### WHAT IS NEEDED
Pick up the text on echinacea after its final sentence and carry it further.

See more details of the characteristics of Echinacrea below the product listing or watch the A Vogel Video:
Echinacea - Immune stimulant
A number of immuno-stimulatory compounds have been isolated from echinacea. Echinacea elevates white blood cell count and activity, enhances antibody activity, speeds migration of white blood cells to areas of infection, boosts interferon activity and inhibits hyaluronidase (an enzyme that allows pathogenic organisms to become more invasive).
Echinacea - Anti-bacterial
Echinacea exerts a mild anti-bacterial effect on the body. For example, two compounds found in echinacea, echinacoside and caffeic acid, inhibit the growth of staphylococcus aureas, corynebacterium diptheria, and proteus vulgaris.

### Items from a data source
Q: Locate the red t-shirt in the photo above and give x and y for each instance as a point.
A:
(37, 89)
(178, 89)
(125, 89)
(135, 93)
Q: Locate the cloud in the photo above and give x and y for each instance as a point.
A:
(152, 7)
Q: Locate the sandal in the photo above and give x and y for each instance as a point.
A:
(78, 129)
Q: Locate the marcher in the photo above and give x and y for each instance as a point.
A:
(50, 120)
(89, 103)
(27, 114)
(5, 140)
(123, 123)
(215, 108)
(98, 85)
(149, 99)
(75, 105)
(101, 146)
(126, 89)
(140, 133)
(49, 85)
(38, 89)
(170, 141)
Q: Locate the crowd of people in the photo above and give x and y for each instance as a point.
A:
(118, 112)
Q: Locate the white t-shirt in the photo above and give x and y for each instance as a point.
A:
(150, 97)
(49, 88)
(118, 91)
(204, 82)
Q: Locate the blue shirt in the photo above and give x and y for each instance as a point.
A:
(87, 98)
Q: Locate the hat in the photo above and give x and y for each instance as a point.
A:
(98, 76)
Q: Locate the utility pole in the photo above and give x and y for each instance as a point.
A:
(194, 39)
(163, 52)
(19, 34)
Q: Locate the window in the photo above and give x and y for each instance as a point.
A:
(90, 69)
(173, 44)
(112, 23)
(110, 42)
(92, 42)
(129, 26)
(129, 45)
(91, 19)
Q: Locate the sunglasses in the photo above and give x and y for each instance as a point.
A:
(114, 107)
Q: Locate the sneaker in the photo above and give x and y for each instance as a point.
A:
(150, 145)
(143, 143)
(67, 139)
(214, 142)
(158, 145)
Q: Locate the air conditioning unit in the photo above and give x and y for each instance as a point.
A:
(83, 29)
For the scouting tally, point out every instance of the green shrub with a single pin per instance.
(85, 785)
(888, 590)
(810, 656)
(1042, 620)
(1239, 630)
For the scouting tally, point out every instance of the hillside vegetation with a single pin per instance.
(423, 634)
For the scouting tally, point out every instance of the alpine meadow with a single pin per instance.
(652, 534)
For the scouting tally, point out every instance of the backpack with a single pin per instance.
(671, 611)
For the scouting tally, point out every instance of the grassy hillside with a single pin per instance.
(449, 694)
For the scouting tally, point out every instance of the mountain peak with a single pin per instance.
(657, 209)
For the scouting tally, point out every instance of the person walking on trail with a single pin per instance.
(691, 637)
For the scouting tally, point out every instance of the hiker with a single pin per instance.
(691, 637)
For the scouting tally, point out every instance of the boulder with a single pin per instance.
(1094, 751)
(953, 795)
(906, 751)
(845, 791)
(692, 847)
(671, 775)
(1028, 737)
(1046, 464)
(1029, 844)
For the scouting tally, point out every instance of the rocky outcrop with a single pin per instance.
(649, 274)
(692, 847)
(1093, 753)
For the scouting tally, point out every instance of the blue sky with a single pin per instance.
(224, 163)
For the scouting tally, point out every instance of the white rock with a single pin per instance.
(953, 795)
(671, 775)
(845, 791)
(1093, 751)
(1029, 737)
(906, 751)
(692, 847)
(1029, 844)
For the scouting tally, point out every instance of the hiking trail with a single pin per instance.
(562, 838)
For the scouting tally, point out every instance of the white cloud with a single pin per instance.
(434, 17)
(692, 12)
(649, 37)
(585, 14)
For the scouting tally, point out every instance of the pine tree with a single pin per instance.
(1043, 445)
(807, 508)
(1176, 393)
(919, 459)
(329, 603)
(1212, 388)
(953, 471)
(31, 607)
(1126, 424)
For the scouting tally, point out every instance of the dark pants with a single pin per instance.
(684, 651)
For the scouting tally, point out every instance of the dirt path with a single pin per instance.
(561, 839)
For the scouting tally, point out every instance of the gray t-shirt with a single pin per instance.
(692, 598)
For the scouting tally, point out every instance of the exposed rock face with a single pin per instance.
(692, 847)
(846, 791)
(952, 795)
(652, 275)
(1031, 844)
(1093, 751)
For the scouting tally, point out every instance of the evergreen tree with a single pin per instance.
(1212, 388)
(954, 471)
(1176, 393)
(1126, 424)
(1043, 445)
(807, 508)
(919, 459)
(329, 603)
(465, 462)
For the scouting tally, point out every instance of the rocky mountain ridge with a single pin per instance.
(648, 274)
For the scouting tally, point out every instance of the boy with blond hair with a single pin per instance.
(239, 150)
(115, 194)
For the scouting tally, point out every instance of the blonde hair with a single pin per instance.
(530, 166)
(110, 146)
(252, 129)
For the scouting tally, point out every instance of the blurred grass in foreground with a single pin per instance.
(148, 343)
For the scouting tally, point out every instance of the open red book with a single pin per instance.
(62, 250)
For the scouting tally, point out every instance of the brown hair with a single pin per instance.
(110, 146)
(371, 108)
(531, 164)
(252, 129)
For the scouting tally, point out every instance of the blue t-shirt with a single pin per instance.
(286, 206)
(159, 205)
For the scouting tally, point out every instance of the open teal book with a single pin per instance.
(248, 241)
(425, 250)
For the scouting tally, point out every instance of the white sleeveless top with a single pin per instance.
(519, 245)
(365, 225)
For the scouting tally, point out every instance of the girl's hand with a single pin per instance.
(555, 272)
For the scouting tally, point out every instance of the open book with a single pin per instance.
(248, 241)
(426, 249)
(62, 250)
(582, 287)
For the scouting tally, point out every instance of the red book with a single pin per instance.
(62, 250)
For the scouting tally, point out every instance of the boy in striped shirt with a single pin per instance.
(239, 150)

### RESPONSE TO THIS EXERCISE
Echinacea - Anti-viral
The various components of echinacea appear to block viral receptor sites on cell surfaces as well as having an inhibiting effect on hyaluronidase, which increases connective tissue permeability and allows the organism to become more invasive.
Echinacea - Anti-fungal
Studies have shown that echinacea specifically enhances the ability of macrophages (white blood cells which 'eat' pathogens) to destroy fungal organisms such as candida albicans.
Echinacea - Anti-inflammatory
Studies suggest that polysaccharides in echinacea exert anti-inflammatory activity, primarily due to what has been reported as a 'cortisone-like' effect.
Echinacea - Wound healing
It has been reported that echinacea speeds up the healing of damaged tissue - an action that appears to be associated with an ability to promote connective tissue regeneration and the herb's anti-inflammatory properties.